Set task 1: Please report every line of the listing below that contains the string "food", treating uppercase and lowercase as different.

Article:
────

# 05 Crash course on Neural Nets

## Skip this lecture if you think you are a Deep Learning master

#### 👉 Let's train a few neural network models in a supervised setting.

#### 👉 In Supervised Machine Learning you have input features and target values. And the goal is to find the *right* mapping between input features and target values.

#### 👉Neural networks are usually highly-parametric models that are able to fit complex patterns between the input features and the target.

#### 👉 The type of neural network we will use is a Multi Layer Perceptron (MLP). MLPs are stacks of linear models, interleaved with *activation functions.*

In [None]:
%load_ext autoreload
%autoreload 2
%pylab inline
%config InlineBackend.figure_format = 'svg'

## Environment 🌎

In [None]:
import gymnasium as gym
env = gym.make('CartPole-v1')

# 1. Data

Steps to generate the train data and test data we will need to build the neural network, and to evaluate it.

## 1.1 Download the agent parameters from Google Drive 📩

In [None]:
from src.supervised_ml import download_agent_parameters

path_to_agent_data = download_agent_parameters()
print(f'path_to_agent_data={path_to_agent_data}')

## 1.2 Create `QAgent` object from the parameters (and hyper-parameters) we just downloaded

In [None]:
from src.q_agent import QAgent

agent = QAgent.load_from_disk(env, path=path_to_agent_data)

## 1.3 Let's check it works like a charm

In [None]:
from src.utils import set_seed
set_seed(env, 1234)

from src.loops import evaluate
rewards, steps = evaluate(
    agent, env,
    n_episodes=1000,
    epsilon=0.0 # 100% greedy strategy
)

In [None]:
import matplotlib.pyplot as plt
import pandas as pd

fig, ax = plt.subplots(figsize = (10, 4))

────

Extracted entries:
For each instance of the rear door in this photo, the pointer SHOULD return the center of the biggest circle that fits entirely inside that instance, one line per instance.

────

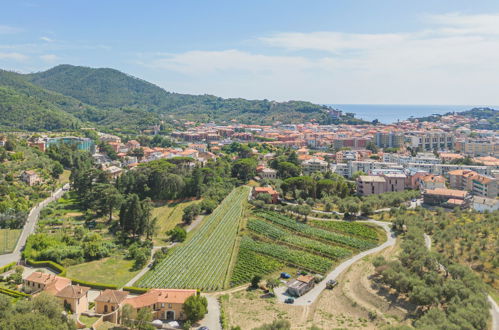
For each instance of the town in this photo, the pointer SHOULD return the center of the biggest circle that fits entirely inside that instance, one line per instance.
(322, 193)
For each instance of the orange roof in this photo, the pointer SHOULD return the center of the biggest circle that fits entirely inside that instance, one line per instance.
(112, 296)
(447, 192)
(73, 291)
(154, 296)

────

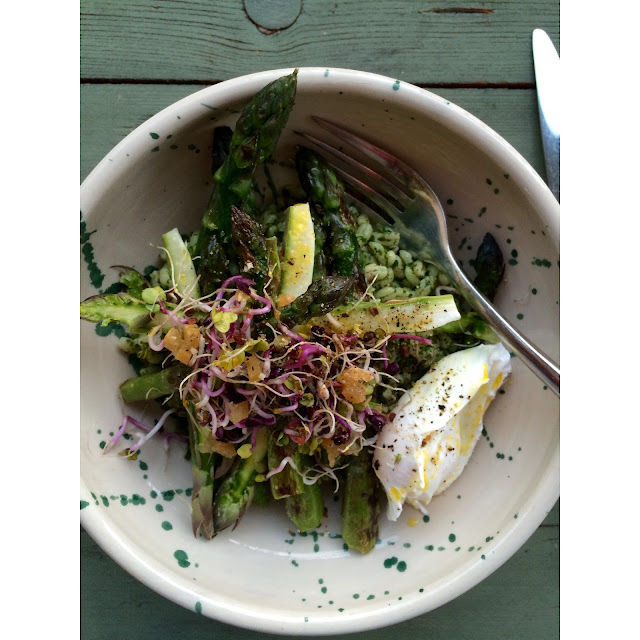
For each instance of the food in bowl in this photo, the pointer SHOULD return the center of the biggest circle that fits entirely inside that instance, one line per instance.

────

Set task 2: Reproduce the passage of the neural net crash course between "## 1.2 Create" and "agent = QAgent.load_from_disk(env, path=path_to_agent_data)", inclusive.

Complete answer 1:
For each instance of the food in bowl in this photo, the pointer SHOULD return the center of the biggest circle that fits entirely inside that instance, one line per instance.

Complete answer 2:
## 1.2 Create `QAgent` object from the parameters (and hyper-parameters) we just downloaded

In [None]:
from src.q_agent import QAgent

agent = QAgent.load_from_disk(env, path=path_to_agent_data)